** Begin **

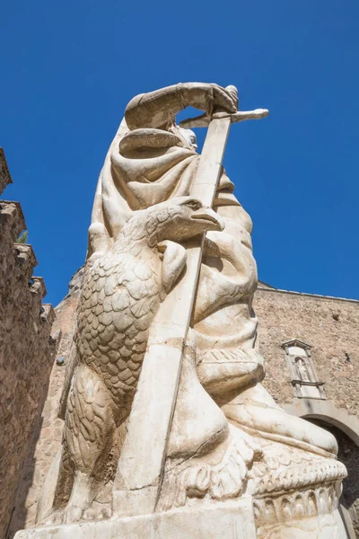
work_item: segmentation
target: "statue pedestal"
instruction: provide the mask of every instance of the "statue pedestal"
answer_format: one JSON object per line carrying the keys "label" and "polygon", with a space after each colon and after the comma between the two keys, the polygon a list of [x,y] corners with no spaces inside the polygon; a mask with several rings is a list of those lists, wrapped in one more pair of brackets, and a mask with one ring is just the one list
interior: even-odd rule
{"label": "statue pedestal", "polygon": [[252,499],[21,530],[15,539],[255,539]]}

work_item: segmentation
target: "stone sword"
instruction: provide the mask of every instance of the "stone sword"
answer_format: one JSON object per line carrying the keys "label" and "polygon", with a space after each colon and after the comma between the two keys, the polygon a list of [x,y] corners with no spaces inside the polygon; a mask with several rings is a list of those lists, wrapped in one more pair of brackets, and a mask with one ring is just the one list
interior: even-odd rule
{"label": "stone sword", "polygon": [[[237,93],[234,86],[227,90]],[[186,119],[186,128],[208,126],[191,196],[212,208],[232,123],[260,119],[265,109],[215,111]],[[150,330],[113,489],[114,516],[153,513],[161,490],[167,443],[176,404],[187,333],[199,278],[205,235],[188,242],[187,269],[160,307]]]}

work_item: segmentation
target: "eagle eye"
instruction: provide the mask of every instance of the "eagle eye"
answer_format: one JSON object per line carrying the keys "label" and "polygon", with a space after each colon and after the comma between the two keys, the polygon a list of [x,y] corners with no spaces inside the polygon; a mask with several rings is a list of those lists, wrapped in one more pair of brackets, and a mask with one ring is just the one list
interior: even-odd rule
{"label": "eagle eye", "polygon": [[199,200],[188,200],[186,204],[186,206],[188,206],[188,208],[190,208],[193,210],[197,210],[199,209],[200,208],[202,208],[202,204],[199,202]]}

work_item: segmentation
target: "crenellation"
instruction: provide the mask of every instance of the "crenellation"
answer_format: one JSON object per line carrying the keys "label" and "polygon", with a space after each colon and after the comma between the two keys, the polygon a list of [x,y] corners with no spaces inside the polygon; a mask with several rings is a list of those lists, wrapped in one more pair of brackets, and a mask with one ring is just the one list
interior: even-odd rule
{"label": "crenellation", "polygon": [[[38,265],[38,261],[36,260],[35,253],[31,245],[27,243],[14,243],[14,252],[17,262],[22,268],[22,275],[24,278],[35,279],[36,278],[32,277],[32,272],[34,268]],[[31,288],[31,287],[30,287]]]}
{"label": "crenellation", "polygon": [[25,218],[19,202],[0,200],[0,233],[8,241],[15,243],[26,229]]}
{"label": "crenellation", "polygon": [[42,277],[31,277],[33,284],[30,287],[32,294],[37,294],[41,299],[47,295],[47,289]]}
{"label": "crenellation", "polygon": [[[11,177],[0,150],[0,190]],[[4,536],[35,423],[46,398],[58,341],[55,318],[42,305],[46,287],[32,277],[31,245],[17,243],[26,229],[19,202],[0,200],[0,537]]]}
{"label": "crenellation", "polygon": [[0,194],[9,183],[13,183],[13,180],[9,172],[4,150],[0,148]]}

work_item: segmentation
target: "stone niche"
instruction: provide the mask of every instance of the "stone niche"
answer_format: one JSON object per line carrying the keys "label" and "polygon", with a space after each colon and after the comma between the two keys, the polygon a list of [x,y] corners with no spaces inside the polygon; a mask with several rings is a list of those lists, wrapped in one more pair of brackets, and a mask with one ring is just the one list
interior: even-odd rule
{"label": "stone niche", "polygon": [[282,348],[291,375],[294,397],[299,399],[326,399],[324,382],[318,379],[311,358],[311,346],[302,340],[285,342]]}

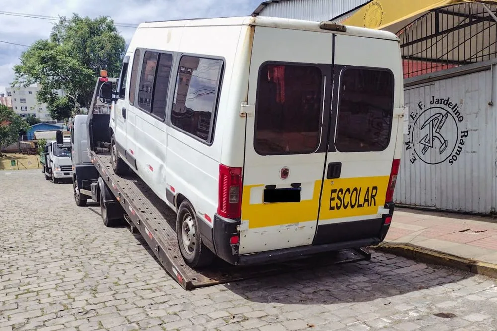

** End **

→ WHAT IS EXPECTED
Pick out each line in the listing above that contains the word "eagle" and copy those lines in full, unchanged.

→ ANSWER FOR THE TASK
target: "eagle eye"
instruction: provide the mask of every instance of the "eagle eye"
{"label": "eagle eye", "polygon": [[199,200],[188,200],[186,204],[186,206],[188,206],[188,208],[190,208],[193,210],[197,210],[199,209],[200,208],[202,208],[202,204],[199,202]]}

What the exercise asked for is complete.